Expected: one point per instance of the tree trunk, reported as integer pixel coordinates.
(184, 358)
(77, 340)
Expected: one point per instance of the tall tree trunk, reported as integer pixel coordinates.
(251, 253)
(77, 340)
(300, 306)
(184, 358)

YOUR INSTRUCTIONS: All of the material must be given again without any change.

SOLUTION:
Expected: one point per instance of the tree trunk, reported as integer pixel coordinates.
(184, 358)
(77, 340)
Expected: one point per instance of the tall tree trunk, reported as integer pixel coordinates.
(251, 253)
(77, 340)
(300, 306)
(184, 358)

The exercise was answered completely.